La Monarquía de 1975 se presentaba al año siguiente con un horizonte mucho peor: las listas de partidos y candidatos concurrentes a las elecciones de 1977 eran aterradoras, por no decir ridiculas: ocupaban páginas enteras de los periódicos. La reacción electoral fue mucho más inteligente: aparte de los partidos «regionales» (en muchos casos filiales o por lo menos homólogos de los partidos «nacionales»), solamente cuatro quedaron en pie y con alguna fuerza: la Unión de Centro Democrático en primer término; después, el Parti­do Socialista; a gran distancia, el Partido Comunista y el que ha terminado por llamarse Coalición Democrática. El mismo esquema, un poco más acentuado, se ha repetido en las elecciones de 1979. Los demás partidos son mínimos, con reducidísima representación parlamentaria o absolutamente ninguna.

¿Son grandes, son «fuertes» los cuatro partidos que cuentan? ¿Lo son los que han alcanzado grandes minorías en las regiones con partidos diferen­ciados? En mi opinión, no. Si no me equivoco, sus afiliados oscilan entre ser pocos y poquísimos. Su fuerza viene de sus votantes, es decir, no les perte­nece «en propiedad», no hay «compromiso permanente» entre electores y ele­gidos; es decir, los partidos no pueden contar con esos votantes. Habría que hacer una excepción con el Partido Comunista (que por eso ha llegado desde el comienzo al «techo» de sus posibilidades mientras no cambie la situación general). Dicho con otras palabras: lo que cuenta no es, de momento, la es­tructura de los partidos, sus cuadros de mando, su organización, sino su poder

de convocatoria. (Esto me parece excelente, sano desde el punto de vista de la democracia, que se desvirtúa y decae cuando el poder de la organización partidista prevalece sobre otras consideraciones, por ejemplo, la calidad y el atractivo de los candidatos, como ocurre actualmente en los Estados Unidos. ¿Se comprende la obstinación de los republicanos en presentar a Goldwater en 1964, de los demócratas con McGovern en 1972, como si prefiriesen per­der con el favorito del partido a ganar con un candidato mejor?).

**Material extraído**
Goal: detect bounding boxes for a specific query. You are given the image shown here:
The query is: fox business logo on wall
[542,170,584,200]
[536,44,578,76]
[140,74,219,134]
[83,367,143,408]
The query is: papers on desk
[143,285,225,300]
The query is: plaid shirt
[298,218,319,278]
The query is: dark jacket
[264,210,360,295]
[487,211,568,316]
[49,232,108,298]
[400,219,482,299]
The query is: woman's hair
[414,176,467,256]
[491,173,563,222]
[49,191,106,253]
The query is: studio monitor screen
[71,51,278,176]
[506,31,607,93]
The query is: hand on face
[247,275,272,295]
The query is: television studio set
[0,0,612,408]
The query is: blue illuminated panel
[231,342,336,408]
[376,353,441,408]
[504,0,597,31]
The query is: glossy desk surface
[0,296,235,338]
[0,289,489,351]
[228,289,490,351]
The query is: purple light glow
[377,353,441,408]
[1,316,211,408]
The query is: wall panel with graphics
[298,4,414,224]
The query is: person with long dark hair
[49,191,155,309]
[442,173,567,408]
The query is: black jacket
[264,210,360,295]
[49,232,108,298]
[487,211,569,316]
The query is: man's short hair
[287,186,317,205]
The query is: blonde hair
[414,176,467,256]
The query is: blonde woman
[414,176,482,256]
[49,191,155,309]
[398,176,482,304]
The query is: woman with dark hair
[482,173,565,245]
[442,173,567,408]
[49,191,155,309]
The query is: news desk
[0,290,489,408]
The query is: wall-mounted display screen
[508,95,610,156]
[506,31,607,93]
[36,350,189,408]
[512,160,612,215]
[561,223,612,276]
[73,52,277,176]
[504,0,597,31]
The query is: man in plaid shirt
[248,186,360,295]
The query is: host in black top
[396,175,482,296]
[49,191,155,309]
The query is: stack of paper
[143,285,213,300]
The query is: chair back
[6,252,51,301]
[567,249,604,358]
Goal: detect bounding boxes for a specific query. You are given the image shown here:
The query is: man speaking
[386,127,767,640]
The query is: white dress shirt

**Qué se pide**
En el texto sobre los partidos políticos en España, copia el tramo que va desde "La Monarquía de" hasta "o absolutamente ninguna.", pero sustituye "Unión de Centro Democrático" por "UCD".

**Resultado del ejercicio**
La Monarquía de 1975 se presentaba al año siguiente con un horizonte mucho peor: las listas de partidos y candidatos concurrentes a las elecciones de 1977 eran aterradoras, por no decir ridiculas: ocupaban páginas enteras de los periódicos. La reacción electoral fue mucho más inteligente: aparte de los partidos «regionales» (en muchos casos filiales o por lo menos homólogos de los partidos «nacionales»), solamente cuatro quedaron en pie y con alguna fuerza: la UCD en primer término; después, el Parti­do Socialista; a gran distancia, el Partido Comunista y el que ha terminado por llamarse Coalición Democrática. El mismo esquema, un poco más acentuado, se ha repetido en las elecciones de 1979. Los demás partidos son mínimos, con reducidísima representación parlamentaria o absolutamente ninguna.